## [WHAT NEEDS TO BE DONE]
Please say how many lines in the records contain the word "pole", giving only the number.

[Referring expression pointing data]
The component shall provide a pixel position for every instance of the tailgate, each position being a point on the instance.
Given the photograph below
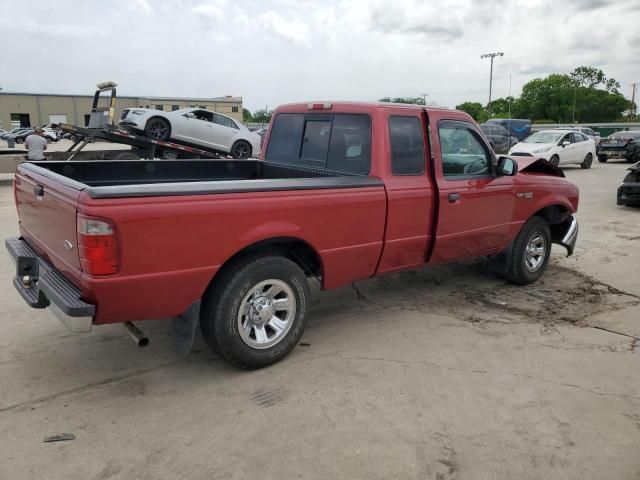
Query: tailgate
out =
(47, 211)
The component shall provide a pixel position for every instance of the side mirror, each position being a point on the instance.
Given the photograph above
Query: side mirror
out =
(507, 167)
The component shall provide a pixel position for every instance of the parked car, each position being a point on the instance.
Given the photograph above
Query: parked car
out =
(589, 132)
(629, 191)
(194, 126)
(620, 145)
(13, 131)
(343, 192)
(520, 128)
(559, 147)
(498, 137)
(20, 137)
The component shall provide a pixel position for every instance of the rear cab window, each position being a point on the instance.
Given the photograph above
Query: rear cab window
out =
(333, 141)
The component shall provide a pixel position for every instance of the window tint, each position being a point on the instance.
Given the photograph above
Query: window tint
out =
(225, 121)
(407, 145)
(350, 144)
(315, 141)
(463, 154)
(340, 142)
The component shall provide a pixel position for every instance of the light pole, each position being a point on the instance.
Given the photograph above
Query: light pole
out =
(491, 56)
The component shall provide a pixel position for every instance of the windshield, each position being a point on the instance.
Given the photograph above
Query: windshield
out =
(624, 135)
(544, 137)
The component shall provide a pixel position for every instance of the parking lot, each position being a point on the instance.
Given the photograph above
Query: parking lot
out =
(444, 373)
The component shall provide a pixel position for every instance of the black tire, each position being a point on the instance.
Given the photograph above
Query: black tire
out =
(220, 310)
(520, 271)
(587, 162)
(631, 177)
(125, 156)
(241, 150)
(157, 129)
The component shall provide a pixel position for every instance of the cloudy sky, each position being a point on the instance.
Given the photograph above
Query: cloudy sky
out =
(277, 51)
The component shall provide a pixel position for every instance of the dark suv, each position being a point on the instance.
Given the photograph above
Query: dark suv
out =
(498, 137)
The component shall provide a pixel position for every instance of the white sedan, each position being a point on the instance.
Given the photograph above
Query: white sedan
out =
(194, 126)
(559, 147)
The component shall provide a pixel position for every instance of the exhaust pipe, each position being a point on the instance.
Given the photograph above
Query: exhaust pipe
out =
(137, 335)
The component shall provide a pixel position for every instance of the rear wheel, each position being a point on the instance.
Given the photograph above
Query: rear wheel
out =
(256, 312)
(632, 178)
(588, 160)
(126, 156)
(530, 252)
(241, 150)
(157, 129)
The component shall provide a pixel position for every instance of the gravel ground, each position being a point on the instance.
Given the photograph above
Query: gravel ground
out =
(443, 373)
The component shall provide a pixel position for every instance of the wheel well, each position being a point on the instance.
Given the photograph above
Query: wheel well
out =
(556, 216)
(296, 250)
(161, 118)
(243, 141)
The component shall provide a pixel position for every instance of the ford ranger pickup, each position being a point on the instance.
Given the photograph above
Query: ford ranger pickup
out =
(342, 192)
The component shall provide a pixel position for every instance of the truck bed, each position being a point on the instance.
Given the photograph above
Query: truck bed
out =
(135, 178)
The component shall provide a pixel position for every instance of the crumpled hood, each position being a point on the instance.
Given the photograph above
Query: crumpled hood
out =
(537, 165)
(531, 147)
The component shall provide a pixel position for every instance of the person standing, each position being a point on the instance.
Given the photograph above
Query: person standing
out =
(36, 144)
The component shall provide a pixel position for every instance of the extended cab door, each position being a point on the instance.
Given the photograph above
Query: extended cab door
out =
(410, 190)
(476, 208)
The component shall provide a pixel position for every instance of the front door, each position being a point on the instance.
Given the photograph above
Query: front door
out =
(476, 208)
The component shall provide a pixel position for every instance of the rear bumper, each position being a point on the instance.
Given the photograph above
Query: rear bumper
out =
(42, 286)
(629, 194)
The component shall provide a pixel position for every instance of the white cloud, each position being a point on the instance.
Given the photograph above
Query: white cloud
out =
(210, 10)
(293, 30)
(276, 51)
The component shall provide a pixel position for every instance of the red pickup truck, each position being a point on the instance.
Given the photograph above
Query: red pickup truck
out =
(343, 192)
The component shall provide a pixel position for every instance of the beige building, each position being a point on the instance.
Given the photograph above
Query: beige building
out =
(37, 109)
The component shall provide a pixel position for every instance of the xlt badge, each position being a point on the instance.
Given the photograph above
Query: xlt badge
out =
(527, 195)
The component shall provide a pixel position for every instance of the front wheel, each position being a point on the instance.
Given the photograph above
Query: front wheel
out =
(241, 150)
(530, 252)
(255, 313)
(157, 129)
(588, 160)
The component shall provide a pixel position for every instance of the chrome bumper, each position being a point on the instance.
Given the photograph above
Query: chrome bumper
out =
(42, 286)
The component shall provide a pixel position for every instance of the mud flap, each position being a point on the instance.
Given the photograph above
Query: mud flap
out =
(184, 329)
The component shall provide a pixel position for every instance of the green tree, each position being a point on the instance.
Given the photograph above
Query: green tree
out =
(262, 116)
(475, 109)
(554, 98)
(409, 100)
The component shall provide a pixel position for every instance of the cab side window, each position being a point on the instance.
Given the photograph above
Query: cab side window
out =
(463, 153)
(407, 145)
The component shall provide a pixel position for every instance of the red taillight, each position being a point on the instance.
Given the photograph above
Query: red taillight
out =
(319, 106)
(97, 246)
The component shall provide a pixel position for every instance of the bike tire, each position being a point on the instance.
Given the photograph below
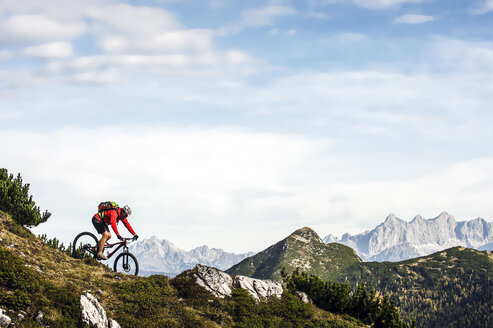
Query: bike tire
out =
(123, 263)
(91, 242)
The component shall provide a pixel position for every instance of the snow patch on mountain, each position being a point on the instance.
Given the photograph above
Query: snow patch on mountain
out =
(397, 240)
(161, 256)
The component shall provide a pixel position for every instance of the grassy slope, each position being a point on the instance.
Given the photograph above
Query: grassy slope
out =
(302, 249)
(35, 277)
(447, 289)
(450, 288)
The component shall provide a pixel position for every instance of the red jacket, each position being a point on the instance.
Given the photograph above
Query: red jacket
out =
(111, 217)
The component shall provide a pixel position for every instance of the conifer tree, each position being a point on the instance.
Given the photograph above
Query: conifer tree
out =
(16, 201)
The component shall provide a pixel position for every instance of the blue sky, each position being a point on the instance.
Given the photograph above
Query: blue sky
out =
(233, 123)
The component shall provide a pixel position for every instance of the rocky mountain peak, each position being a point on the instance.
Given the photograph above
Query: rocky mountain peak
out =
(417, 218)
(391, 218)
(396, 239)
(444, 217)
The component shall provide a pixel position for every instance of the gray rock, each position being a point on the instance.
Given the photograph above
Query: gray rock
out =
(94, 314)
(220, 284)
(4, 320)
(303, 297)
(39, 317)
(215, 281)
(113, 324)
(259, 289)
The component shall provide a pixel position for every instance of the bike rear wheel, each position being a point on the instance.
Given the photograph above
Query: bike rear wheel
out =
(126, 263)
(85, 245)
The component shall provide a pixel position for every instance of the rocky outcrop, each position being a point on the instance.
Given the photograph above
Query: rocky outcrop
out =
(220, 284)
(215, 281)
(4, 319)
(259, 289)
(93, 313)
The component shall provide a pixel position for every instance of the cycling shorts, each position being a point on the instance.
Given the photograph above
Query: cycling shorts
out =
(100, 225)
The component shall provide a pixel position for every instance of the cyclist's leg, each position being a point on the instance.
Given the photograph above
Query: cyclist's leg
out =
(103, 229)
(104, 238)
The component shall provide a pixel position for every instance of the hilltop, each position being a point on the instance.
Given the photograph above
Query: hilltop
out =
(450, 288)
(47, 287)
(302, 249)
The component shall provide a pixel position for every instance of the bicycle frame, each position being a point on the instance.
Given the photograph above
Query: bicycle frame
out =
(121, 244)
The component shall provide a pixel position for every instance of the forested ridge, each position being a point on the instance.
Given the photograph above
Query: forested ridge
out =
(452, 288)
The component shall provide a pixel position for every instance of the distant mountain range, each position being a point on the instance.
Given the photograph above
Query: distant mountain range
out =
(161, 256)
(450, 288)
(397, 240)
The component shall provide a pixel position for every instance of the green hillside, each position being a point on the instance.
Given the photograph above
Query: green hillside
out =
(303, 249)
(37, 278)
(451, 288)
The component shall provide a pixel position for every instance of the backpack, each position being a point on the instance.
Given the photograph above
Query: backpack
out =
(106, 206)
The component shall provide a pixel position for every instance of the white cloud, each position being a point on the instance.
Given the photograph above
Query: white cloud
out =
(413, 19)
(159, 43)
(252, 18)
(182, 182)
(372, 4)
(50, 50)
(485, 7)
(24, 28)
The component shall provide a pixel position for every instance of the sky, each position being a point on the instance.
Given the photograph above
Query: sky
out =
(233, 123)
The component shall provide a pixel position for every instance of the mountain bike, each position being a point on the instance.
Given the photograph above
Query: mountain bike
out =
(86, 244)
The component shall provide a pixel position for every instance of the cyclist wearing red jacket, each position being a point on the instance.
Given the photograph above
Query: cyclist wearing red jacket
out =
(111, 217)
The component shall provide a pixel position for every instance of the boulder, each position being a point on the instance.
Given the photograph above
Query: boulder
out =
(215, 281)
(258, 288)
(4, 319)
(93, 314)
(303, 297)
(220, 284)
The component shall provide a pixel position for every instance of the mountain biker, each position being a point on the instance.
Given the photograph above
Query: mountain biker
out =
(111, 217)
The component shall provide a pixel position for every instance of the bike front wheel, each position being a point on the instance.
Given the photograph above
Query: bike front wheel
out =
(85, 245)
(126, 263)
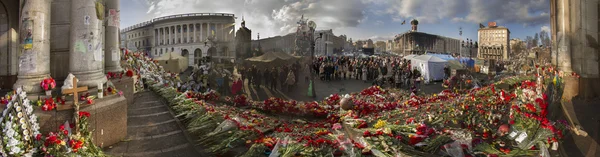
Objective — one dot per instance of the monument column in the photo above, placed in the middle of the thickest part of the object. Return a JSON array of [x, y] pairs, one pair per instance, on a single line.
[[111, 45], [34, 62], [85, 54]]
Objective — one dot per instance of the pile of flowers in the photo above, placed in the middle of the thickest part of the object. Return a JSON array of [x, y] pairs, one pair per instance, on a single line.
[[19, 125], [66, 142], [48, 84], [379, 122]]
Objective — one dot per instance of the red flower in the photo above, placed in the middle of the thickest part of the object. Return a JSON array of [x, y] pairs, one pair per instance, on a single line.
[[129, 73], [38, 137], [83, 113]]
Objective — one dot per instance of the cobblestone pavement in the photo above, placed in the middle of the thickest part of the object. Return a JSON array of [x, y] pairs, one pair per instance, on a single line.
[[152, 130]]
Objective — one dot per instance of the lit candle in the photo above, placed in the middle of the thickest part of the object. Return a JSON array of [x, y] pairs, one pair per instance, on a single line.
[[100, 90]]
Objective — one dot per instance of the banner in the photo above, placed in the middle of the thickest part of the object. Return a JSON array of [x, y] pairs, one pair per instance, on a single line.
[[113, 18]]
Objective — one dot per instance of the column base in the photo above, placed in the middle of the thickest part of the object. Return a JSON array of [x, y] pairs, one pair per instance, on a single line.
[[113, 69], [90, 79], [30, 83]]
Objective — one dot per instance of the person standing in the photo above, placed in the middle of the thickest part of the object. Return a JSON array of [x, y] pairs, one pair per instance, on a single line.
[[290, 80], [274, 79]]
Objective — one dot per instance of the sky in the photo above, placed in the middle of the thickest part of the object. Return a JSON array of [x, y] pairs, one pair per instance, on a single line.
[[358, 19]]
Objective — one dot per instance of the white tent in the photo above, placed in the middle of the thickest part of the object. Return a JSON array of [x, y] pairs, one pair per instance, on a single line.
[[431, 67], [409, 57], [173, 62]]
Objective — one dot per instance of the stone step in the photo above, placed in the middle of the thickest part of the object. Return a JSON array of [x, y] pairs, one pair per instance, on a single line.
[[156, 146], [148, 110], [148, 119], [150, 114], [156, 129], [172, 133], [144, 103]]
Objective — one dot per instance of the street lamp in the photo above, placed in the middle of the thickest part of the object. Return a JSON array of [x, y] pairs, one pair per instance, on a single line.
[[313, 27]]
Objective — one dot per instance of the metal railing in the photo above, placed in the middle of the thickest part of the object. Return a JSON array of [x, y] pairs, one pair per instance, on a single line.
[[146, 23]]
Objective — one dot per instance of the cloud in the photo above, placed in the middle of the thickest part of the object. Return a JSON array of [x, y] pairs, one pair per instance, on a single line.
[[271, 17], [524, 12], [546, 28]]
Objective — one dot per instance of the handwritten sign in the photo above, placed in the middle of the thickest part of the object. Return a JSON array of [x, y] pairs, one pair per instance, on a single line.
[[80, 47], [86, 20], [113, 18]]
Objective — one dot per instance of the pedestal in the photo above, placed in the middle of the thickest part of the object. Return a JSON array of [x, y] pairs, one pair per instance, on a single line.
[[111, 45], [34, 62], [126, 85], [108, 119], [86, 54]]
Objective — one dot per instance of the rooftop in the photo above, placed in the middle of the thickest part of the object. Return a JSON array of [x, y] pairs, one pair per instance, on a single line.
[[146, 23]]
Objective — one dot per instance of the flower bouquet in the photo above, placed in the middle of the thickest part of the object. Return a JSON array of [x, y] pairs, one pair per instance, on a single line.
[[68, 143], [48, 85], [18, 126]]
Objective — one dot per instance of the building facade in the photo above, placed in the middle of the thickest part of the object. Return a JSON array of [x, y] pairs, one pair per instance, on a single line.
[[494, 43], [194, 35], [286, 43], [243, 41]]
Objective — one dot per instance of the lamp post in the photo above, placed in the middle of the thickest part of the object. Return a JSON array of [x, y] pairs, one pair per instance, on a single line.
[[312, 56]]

## [SOLVED EXERCISE]
2